For any real data you import, it is best to always include both the variant calls in VCF format and a BED file of regions to include. This makes it possible for Varda to calculate accurate variant frequencies, also on regions that are not covered by some experiments.

Import the data as follows:

$ manwe samples import --vcf tests/data/exome.vcf --bed tests/data/exome.bed \
>     -l -w 'Exome sample'
Added sample: /samples/1
Added data source: /data_sources/1
Started variation import: /variations/1
Added data source: /data_sources/2
Started coverage import: /coverages/1
[################################] 100/100 - 00:00:02
Imported variations and coverages for sample: /samples/1

Note

The -l argument instructs Varda to use the PL column instead of the GT column to derive the genotypes. Use it when variant calling was done with Samtools.

Since Varda supports importing data for a sample in multiple steps, new samples are inactive by default to prevent using them in frequency calculations until everything is complete. Activate the sample you just imported with:

$ manwe samples activate /samples/1
Activated sample: /samples/1

If you go back to the Aulë web interface and choose Samples in the menu, you should see the exome sample you just imported.

Importing aggregate data from 1000 Genomes

Sometimes it makes sense to calculate variant frequencies within a dataset separately, as opposed to global frequencies over all datasets. An example might be a large public population study such as the 1000 Genomes project. Varda allows you to import a dataset like this without providing coverage data (i.e., the BED file).

The tests/data/1kg.vcf file contains a subset of variant calls from the 1000 Genomes project over 1092 individuals. Import it as follows:

$ manwe samples import --vcf ../varda/tests/data/1kg.vcf -s 1092 -p \
>     --no-coverage-profile -w '1000 Genomes'
Added sample: /samples/2
Added data source: /data_sources/3
Started variation import: /variations/2
[################################] 100/100 - 00:00:02
Imported variations and coverages for sample: /samples/2
$ manwe samples activate /samples/2
Activated sample: /samples/2

Note

Samples imported without coverage profile are automatically excluded from global variant frequency calculations. Instead, they may be queried separately.

§ **Tasks to perform**
1: In the Varda import guide, condense the paragraph beginning "Sometimes it makes sense to calculate" into a short bulleted list that keeps its main facts.
2: Extend the Varda import guide with the next passage, following on from its final note about samples imported without a coverage profile.

§ **Stored data**

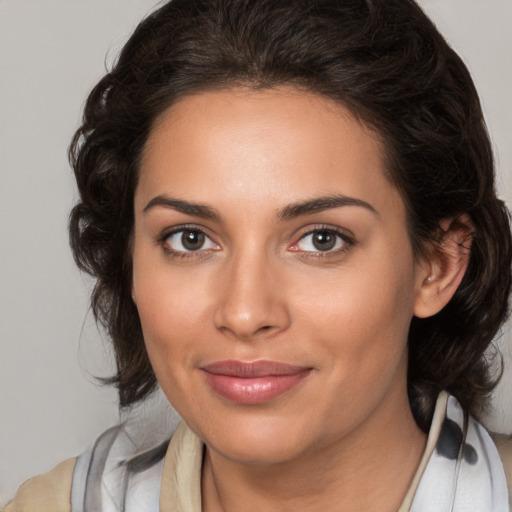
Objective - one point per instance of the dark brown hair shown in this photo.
(382, 59)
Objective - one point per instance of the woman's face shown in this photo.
(273, 272)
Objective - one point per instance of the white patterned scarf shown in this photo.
(122, 470)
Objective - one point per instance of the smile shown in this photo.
(253, 383)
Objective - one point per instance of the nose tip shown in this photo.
(248, 322)
(251, 306)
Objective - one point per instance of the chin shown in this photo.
(262, 440)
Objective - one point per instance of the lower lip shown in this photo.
(253, 390)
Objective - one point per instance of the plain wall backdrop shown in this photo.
(51, 53)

§ **Answer list**
1:
- Variant frequencies can sometimes be calculated within a single dataset rather than globally across all datasets.
- A large public population study such as the 1000 Genomes project is one example.
- Varda can import such a dataset without coverage data (the BED file).

2:
Querying variant frequencies

Aulë allows for some ad-hoc querying of variant frequencies globally and per sample, as well as by variant, by region and by transcript region. Choose By region in the menu and set:

Query:

Global query

Chromosome:

chr20

Region begin:

1

Region end:

200000

This should show you the variants from the exome sequencing example, all with frequency 1.0 and N=1 (since it’s the only sample used in the calculation).

You can run the same query on the 1000 Genomes data by setting:

Query:

Sample query (1000 Genomes)

As an alternative to setting the region manually, you can also choose By transcript in the menu and select a region based on a gene transcript. The exome example has two variants in the DEFB126 gene. You can select it by clicking on Choose a transcript and typing DEFB126.

Annotating variants

The ad-hoc frequency queries with Aulë are nice for one-time lookups, but you would presumably also want to automate this on a larger scale. Manwë allows you to annotate local VCF or BED files with variant frequencies by supplying a list of queries:

$ manwe annotate-vcf -q GLOBAL '*' -q 1KG 'sample:/samples/2' -w \
>     tests/data/exome.vcf
Added data source: /data_sources/4
Started annotation: /annotations/1
[################################] 100/100 - 00:00:02
Annotated VCF file: /data_sources/5
$ manwe data-sources download /data_sources/5 > exome.annotated.vcf.gz

The resulting VCF file is annotated with several fields in the INFO column.